I think lots of people (not all, obviously) who might want to use RF-DETR are people who might also use libraries that use YOLO-formatted datasets (🙋‍♂️). Other dataset formats that are likely contenders are what, PASCAL-VOC?

But, given the demographic of peoples who use RF and also libraries that use YOLO-formatted datasets, I feel like these two formats would cover a lot of the people.

Mar 28 '25 18:03 Jordan-Pierce

I've worked on a YOLO format data loader for a while now. The loader itself seems to work, when testing it isolated with below script. But the training is still failing.

Collab available now: https://colab.research.google.com/drive/143icsDIfvgOmtzfzEDLEeh4wMQu2g181?usp=sharing

#!/usr/bin/env python3
"""
Test script for the YOLO dataloader in RF-DETR.
This script checks if the YOLO dataloader can correctly read a YOLO format dataset.
"""

import os
import argparse
import matplotlib.pyplot as plt
import numpy as np
import torch
import random
from torchvision.transforms import functional as F
from matplotlib.patches import Rectangle

from rfdetr.datasets.yolo import build_yolo


def parse_args():
    parser = argparse.ArgumentParser(description="Test YOLO dataloader")
    parser.add_argument("--dataset-dir", type=str, required=True, help="Path to YOLO dataset")
    parser.add_argument("--image-set", type=str, default="train", help="Image set (train, val, test)")
    parser.add_argument("--resolution", type=int, default=640, help="Image resolution")
    parser.add_argument("--n-samples", type=int, default=5, help="Number of samples to display")

####

*Written problem A*
From the YOLO dataloader thread, please return everything from "I've worked on" down to "dataloader in RF-DETR.".
*Written problem B*
In the YOLO dataloader thread, why does the first poster think support for YOLO-formatted datasets would serve many RF-DETR users? Answer in one to three sentences.
*Written problem C*
List every command-line argument that the test script in the YOLO dataloader thread adds in its parse_args function.

####

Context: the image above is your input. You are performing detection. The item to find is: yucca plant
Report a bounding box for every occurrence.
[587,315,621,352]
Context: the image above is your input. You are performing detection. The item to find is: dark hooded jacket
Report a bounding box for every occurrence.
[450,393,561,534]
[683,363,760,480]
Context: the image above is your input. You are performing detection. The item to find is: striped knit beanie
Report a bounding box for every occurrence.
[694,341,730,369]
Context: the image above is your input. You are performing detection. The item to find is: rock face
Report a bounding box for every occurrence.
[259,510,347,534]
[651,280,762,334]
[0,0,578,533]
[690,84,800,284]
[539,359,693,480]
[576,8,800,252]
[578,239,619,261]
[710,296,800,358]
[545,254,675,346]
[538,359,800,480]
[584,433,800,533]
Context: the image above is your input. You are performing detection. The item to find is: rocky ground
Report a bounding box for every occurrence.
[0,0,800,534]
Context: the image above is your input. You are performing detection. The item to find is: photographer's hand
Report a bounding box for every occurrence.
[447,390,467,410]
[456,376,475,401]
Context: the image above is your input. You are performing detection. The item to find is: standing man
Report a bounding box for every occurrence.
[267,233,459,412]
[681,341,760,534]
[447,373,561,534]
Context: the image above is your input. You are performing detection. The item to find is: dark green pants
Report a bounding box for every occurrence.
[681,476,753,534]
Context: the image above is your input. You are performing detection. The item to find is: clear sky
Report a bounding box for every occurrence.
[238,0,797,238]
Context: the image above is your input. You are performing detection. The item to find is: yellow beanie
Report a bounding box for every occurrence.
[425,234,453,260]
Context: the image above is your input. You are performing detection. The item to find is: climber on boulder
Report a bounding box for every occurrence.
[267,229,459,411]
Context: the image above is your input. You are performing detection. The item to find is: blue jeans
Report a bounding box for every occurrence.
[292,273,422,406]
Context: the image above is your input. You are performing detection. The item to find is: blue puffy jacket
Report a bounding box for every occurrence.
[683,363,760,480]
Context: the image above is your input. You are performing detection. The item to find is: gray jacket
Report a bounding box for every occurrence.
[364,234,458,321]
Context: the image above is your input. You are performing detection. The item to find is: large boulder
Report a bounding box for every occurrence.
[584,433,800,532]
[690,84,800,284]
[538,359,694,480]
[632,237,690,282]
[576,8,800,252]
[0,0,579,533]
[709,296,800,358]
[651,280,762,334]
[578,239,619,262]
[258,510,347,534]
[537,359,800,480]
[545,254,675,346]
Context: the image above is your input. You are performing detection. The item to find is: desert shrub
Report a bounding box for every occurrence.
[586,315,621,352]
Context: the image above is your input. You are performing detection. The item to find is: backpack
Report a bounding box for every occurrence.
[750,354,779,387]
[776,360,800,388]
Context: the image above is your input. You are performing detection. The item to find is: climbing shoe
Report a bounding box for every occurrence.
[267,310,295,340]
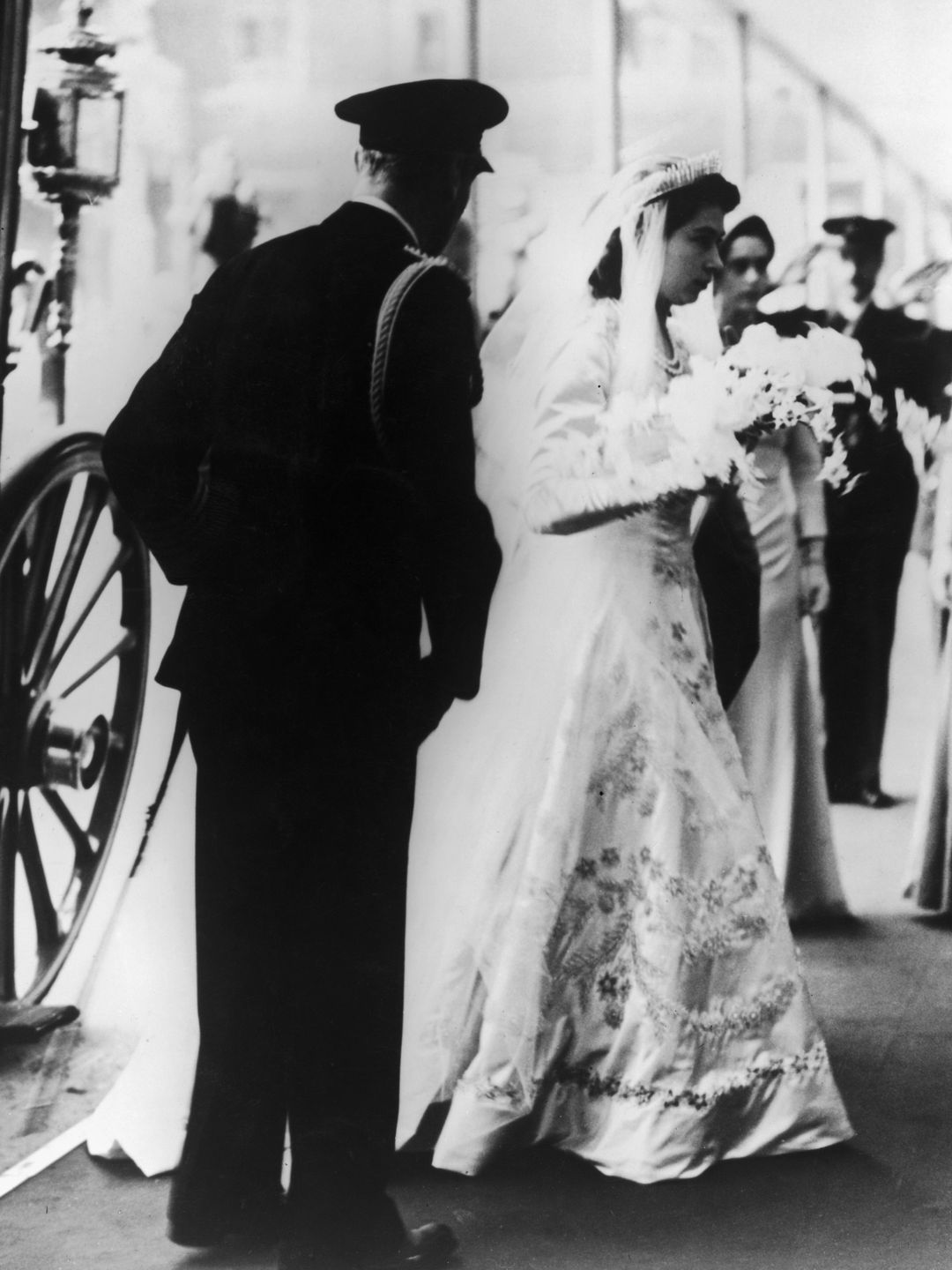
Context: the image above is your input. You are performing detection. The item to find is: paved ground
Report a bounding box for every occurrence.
[0,566,952,1270]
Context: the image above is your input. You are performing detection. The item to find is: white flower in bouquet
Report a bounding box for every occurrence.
[896,389,941,448]
[718,323,807,392]
[800,324,869,396]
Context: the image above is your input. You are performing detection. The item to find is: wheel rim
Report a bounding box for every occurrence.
[0,437,148,1004]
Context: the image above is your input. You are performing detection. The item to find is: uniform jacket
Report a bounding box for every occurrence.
[103,203,500,731]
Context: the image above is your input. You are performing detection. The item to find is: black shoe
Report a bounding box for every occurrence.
[830,785,899,811]
[354,1221,459,1270]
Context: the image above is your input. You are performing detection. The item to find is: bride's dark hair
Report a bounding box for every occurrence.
[589,171,740,300]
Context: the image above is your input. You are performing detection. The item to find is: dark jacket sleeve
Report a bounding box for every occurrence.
[384,269,502,698]
[695,485,761,710]
[103,272,242,584]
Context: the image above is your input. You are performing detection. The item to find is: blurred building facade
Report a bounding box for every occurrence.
[12,0,952,431]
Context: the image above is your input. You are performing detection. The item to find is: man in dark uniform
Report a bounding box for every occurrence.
[104,80,508,1270]
[820,208,934,808]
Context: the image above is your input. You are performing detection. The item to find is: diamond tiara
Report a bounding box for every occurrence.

####

*Complete response A*
I've worked on a YOLO format data loader for a while now. The loader itself seems to work, when testing it isolated with below script. But the training is still failing.

Collab available now: https://colab.research.google.com/drive/143icsDIfvgOmtzfzEDLEeh4wMQu2g181?usp=sharing

#!/usr/bin/env python3
"""
Test script for the YOLO dataloader in RF-DETR.

*Complete response B*
The poster believes that many people who might want to use RF-DETR are also people who use libraries built around YOLO-formatted datasets. That overlap would make the format useful to a large share of users.

*Complete response C*
--dataset-dir
--image-set
--resolution
--n-samples